[Start of DATA EXCERPTS]
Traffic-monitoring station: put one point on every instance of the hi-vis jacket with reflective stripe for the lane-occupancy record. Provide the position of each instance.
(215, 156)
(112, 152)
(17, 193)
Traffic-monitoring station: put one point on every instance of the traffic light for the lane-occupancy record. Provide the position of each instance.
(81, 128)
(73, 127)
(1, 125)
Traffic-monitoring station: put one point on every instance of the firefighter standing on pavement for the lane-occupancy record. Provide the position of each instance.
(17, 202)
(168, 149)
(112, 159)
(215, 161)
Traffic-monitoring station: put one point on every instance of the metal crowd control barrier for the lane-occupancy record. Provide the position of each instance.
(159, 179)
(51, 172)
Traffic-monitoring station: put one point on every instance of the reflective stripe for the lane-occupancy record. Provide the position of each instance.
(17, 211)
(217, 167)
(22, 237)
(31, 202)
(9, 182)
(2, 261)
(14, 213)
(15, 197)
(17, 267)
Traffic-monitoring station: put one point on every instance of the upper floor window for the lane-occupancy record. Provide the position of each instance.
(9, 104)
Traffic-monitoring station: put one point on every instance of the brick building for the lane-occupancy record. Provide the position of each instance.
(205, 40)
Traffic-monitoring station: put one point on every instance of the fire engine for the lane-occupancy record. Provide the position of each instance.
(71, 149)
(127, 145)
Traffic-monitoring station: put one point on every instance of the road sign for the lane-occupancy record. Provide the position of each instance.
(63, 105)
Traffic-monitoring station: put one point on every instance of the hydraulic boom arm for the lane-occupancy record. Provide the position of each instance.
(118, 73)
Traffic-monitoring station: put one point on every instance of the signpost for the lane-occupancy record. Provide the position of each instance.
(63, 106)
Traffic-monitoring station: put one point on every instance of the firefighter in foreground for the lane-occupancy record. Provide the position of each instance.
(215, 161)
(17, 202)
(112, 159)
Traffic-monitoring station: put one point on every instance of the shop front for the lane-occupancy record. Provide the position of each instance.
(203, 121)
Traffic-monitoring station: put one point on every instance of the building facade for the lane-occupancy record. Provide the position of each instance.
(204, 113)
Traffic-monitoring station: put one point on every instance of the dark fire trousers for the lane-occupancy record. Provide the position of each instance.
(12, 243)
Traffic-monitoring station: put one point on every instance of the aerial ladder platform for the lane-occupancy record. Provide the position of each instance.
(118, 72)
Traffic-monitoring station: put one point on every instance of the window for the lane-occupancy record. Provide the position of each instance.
[End of DATA EXCERPTS]
*EXERCISE INSTRUCTIONS*
Output the full listing without altering anything.

*OUTPUT OF THE TASK*
Traffic-monitoring station: put one point on every instance of the hi-vis jacket with reflective stripe for the lane-occupancy record. Provide the position of each instance.
(215, 156)
(112, 152)
(17, 193)
Traffic-monitoring station: put one point on every instance of the traffic light for the lane-occupancy record. Provide the position of each instance.
(81, 128)
(73, 127)
(1, 125)
Traffic-monitoring station: put one point on every instance of the firefighter standing on pavement for the lane-occupancy record. Provide the position of each instance.
(17, 202)
(168, 149)
(112, 159)
(215, 161)
Traffic-monitoring station: put one point on every instance of the metal crowd control barrier for the lane-occupancy record. Provide the position of each instance.
(159, 179)
(51, 172)
Traffic-monitoring station: put one point on every instance of the reflective stripe for the lane-occupancy record. Provide the position of each instance.
(17, 211)
(217, 167)
(22, 237)
(31, 202)
(9, 182)
(2, 261)
(14, 213)
(15, 197)
(17, 267)
Traffic-monitoring station: put one point on every instance of the upper floor window for the lane-occupancy record. Provide the position of each instance.
(9, 104)
Traffic-monitoring station: put one point on every instance of the brick building for the lane-occupancy record. Provide the position of each instance.
(205, 40)
Traffic-monitoring station: put one point on every instance of the fire engine for the lane-occupancy record. Provide the position of each instance.
(71, 149)
(127, 145)
Traffic-monitoring station: put one point on every instance of the road sign for the lane-occupancy record. Provide the position of each instance.
(63, 105)
Traffic-monitoring station: put one point on every instance of the hydraulic boom arm for the lane-occupancy record. Provide the position of each instance.
(118, 73)
Traffic-monitoring station: put one point on every instance of the signpost for the lane-occupancy record. Provide the position of each instance.
(63, 106)
Traffic-monitoring station: put one point on every instance of the firefighter in foreground for the lane-occupancy record. Provide the position of each instance.
(215, 161)
(17, 202)
(112, 159)
Traffic-monitoring station: put one point on every instance of the shop front for the lane-occupancy record. Provide the position of each instance.
(203, 121)
Traffic-monitoring station: put one point on every instance of the building facade for the lane-occupancy record. Provide the position of each instance.
(204, 113)
Traffic-monitoring station: put one point on every instance of the dark fire trousers for the lane-occupancy record. Provide the position of each instance.
(12, 243)
Traffic-monitoring station: put one point on every instance of the aerial ladder platform for the lane-occupancy record. Provide the position of each instance.
(118, 72)
Traffic-monitoring station: put one point on every instance of the window for the lane-occupancy record. Provide the position of each instance.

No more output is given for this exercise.